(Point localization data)
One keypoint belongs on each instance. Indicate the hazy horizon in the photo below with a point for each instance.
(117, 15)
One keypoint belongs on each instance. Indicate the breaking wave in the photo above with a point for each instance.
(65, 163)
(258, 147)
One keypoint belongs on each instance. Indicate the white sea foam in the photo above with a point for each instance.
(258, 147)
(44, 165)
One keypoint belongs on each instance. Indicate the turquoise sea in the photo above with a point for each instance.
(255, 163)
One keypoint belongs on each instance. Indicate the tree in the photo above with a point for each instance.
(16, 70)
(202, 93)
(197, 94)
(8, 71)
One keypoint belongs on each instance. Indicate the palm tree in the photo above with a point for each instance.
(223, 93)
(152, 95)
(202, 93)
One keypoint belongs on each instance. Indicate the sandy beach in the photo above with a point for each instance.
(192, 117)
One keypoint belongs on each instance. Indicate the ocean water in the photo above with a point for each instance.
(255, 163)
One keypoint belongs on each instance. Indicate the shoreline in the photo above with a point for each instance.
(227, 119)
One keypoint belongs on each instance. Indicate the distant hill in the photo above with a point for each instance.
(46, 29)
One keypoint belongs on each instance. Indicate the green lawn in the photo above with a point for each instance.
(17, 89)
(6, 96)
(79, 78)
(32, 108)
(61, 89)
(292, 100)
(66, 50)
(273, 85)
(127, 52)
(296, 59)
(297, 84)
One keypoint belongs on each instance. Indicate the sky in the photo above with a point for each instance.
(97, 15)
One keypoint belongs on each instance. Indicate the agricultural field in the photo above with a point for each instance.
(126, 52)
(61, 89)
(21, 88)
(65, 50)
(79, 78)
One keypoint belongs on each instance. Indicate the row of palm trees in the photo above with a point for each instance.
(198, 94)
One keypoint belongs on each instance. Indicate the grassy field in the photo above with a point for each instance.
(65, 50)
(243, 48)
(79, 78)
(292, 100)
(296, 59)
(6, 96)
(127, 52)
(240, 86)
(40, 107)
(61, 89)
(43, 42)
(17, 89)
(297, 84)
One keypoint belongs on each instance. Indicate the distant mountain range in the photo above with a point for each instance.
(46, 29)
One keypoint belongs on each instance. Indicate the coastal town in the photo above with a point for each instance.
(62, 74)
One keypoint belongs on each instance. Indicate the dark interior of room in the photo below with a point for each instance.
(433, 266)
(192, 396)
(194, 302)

= Work required =
The data should be copied out in full, exactly as it reads.

= Task result =
One keypoint belongs on each instance. Indicate the hazy horizon in the photo below with a point for each instance.
(117, 15)
One keypoint belongs on each instance. Indicate the breaking wave in the photo above with a point for each instance.
(65, 163)
(258, 147)
One keypoint belongs on each instance. Indicate the white sea foam in the photo above with a point for each instance.
(258, 147)
(44, 165)
One keypoint belongs on each instance. Indicate the turquoise sea in the photo above with a point for each instance.
(255, 163)
One keypoint belongs on each instance. Indicate the tree in the photo above with a point for each instance.
(16, 70)
(202, 93)
(197, 94)
(8, 71)
One keypoint belongs on each instance. Indicate the palm tree in the photo above with a point for each instance.
(223, 93)
(152, 95)
(202, 93)
One keypoint belongs on each instance. Indicate the sandy beach in the photo above with a point for each instance.
(192, 117)
One keypoint belongs on each instance. Indicate the ocean water in the photo above with a point for each instance.
(255, 163)
One keypoint belongs on each instance. Indicate the shoreline in the photo above with a point for each instance.
(227, 119)
One keypoint belongs on each instance. Indicate the distant hill in the photo above with a point for each instance.
(46, 29)
One keypoint belongs on each instance. Indicate the green lawn in the photo above with a point for each instance.
(17, 89)
(6, 96)
(79, 78)
(32, 108)
(61, 89)
(292, 100)
(66, 50)
(273, 85)
(127, 52)
(296, 59)
(297, 84)
One keypoint belongs on each instance. Indicate the sky in the photo above with a point for each instance.
(97, 15)
One keypoint belongs on each instance. Indicate the agricultural field in the photo above with a point for each instance.
(126, 52)
(61, 89)
(21, 88)
(65, 50)
(79, 78)
One keypoint belongs on each instance. Indicate the row of palm trees in the photo above with a point for each instance.
(198, 94)
One keypoint belongs on each instance. Indicate the grassy field in the photo above with a point for each instance.
(65, 50)
(243, 48)
(79, 78)
(292, 100)
(296, 59)
(6, 96)
(127, 52)
(240, 86)
(40, 107)
(61, 89)
(43, 42)
(17, 89)
(297, 84)
One keypoint belongs on each instance. Indicate the distant mountain range in the photo above with a point for each instance.
(46, 29)
One keypoint belongs on each instance. Indicate the coastal town in the photo above with a point for each instance.
(62, 74)
One keypoint belongs on each instance. Indicate the dark interior of room in the photo below with a point for each instance.
(433, 266)
(192, 396)
(194, 302)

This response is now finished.